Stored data
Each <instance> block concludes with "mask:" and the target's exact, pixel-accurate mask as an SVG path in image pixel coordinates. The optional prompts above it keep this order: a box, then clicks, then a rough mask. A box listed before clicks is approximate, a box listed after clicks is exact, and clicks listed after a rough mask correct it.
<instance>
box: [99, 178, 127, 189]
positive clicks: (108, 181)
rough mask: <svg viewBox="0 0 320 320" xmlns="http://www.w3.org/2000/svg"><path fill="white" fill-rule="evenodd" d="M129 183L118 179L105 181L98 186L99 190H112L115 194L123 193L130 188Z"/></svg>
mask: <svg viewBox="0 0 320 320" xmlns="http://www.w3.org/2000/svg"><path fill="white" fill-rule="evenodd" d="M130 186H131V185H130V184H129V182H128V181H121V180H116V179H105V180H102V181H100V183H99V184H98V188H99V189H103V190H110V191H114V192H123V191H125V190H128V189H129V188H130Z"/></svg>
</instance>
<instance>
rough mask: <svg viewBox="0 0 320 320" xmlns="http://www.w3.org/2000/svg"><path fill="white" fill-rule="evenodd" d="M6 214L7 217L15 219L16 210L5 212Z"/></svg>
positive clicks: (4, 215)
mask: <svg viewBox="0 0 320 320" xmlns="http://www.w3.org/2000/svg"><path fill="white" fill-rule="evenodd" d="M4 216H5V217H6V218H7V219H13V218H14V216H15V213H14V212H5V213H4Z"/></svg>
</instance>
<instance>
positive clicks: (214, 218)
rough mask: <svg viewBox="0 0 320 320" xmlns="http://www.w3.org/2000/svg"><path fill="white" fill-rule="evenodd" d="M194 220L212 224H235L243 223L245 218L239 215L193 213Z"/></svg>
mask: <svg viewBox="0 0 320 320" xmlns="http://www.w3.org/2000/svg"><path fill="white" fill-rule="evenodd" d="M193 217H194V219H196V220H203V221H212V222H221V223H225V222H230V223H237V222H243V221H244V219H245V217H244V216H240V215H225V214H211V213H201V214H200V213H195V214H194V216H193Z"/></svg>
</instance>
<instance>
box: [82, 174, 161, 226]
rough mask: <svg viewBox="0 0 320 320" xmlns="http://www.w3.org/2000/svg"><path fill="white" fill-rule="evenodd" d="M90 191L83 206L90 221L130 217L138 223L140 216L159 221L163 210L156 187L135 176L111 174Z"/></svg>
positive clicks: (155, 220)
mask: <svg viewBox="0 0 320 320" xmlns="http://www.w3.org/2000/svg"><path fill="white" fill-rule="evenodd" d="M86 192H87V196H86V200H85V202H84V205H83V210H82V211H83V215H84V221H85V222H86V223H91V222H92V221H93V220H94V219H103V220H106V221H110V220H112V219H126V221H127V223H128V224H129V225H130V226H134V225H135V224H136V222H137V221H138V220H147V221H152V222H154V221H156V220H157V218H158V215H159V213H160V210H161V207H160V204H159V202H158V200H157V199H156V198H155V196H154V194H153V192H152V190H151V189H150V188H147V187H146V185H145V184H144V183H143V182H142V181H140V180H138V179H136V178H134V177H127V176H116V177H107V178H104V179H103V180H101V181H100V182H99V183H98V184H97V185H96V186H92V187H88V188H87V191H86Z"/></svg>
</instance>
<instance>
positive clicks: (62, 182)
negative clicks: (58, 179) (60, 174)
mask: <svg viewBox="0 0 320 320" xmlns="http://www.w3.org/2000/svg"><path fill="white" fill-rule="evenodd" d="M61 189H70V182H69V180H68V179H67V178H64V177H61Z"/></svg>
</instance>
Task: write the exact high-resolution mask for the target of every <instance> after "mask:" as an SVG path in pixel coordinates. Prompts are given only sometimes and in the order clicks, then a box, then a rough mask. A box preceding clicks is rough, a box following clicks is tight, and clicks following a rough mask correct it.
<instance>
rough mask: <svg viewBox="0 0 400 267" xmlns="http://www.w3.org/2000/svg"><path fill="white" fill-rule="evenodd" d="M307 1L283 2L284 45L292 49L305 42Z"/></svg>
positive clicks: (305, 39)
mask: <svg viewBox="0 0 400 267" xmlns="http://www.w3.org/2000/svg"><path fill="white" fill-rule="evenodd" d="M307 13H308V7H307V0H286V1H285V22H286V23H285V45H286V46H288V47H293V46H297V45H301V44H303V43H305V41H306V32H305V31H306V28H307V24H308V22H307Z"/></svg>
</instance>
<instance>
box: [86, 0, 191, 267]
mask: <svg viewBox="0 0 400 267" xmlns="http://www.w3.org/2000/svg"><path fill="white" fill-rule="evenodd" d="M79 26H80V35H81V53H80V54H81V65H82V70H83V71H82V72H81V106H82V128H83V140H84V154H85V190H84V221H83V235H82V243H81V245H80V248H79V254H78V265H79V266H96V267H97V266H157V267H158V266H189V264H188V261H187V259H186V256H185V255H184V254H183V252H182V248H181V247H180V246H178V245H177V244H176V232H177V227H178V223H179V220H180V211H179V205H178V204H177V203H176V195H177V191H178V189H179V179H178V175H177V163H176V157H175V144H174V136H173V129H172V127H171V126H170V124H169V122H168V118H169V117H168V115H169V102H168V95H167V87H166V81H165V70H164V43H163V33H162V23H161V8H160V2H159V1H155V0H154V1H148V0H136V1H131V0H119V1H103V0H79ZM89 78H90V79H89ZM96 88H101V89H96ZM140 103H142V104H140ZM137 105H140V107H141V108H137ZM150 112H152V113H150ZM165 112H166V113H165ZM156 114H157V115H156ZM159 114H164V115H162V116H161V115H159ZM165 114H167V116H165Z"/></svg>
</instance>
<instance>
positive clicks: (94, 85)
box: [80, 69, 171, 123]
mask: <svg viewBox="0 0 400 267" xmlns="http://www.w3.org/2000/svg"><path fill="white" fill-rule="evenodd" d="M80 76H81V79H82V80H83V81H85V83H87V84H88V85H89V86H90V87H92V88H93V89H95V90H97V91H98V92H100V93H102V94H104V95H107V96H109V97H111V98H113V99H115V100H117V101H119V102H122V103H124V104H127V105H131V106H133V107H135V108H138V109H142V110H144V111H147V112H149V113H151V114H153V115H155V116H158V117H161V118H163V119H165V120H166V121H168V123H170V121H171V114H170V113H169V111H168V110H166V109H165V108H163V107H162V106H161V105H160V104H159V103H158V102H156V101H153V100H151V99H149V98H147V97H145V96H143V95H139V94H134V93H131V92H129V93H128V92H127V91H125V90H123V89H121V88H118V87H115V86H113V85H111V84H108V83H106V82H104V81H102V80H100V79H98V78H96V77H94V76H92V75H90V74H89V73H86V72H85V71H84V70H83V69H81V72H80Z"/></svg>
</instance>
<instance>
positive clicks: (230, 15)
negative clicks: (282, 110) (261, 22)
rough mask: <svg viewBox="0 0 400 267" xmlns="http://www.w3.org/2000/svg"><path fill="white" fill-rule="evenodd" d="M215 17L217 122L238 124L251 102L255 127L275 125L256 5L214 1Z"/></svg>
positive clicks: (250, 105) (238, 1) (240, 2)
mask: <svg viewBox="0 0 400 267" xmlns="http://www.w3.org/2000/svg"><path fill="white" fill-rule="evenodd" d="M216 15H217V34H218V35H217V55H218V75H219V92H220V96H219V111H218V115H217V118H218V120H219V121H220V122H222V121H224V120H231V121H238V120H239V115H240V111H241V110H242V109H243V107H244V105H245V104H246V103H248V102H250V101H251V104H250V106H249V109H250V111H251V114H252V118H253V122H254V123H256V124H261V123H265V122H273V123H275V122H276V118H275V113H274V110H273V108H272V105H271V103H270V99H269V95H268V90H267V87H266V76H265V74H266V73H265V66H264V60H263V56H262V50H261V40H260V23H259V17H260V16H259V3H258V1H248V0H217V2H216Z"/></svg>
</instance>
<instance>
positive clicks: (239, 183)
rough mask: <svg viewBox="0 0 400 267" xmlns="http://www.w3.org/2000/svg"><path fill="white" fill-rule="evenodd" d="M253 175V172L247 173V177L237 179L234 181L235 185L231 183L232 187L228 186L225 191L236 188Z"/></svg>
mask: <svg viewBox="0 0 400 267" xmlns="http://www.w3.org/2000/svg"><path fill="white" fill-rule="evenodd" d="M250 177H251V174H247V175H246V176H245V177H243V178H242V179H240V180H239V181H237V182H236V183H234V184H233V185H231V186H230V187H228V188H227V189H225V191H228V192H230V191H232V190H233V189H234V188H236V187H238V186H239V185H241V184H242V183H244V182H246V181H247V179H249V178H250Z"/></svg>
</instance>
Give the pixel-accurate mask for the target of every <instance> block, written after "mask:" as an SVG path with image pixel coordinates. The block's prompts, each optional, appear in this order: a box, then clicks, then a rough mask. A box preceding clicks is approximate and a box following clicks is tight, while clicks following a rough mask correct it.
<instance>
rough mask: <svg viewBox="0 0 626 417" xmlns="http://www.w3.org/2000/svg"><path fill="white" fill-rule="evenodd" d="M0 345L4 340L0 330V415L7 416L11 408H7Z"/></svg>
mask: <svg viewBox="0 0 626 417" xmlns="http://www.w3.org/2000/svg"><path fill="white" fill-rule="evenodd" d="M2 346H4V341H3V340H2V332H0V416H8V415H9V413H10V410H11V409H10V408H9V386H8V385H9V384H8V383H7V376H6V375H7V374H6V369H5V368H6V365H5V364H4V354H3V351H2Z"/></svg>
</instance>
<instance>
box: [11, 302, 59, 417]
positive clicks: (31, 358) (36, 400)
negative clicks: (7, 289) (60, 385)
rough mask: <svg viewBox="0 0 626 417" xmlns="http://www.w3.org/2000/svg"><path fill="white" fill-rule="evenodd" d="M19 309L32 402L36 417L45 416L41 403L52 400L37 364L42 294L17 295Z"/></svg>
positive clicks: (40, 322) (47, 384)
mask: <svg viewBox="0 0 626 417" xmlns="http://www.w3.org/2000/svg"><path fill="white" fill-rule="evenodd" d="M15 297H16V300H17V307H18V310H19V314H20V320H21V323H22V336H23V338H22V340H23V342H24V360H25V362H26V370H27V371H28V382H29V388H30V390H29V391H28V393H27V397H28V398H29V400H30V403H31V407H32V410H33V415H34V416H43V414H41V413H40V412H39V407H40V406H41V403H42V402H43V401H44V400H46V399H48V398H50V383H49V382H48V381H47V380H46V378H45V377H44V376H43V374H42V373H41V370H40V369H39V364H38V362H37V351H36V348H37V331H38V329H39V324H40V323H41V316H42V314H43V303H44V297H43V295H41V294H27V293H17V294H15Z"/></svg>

• [ASSIGNED TASK] The entries above hold a line with "positive clicks: (230, 15)" and a later line with "17L217 122L238 124L251". Write out exactly those lines and all lines between, nothing more.

• [SOLUTION TO THE EXERCISE]
positive clicks: (230, 15)
negative clicks: (282, 110) (261, 22)
rough mask: <svg viewBox="0 0 400 267" xmlns="http://www.w3.org/2000/svg"><path fill="white" fill-rule="evenodd" d="M215 17L217 122L238 124L251 102L255 127L275 125L256 5L214 1Z"/></svg>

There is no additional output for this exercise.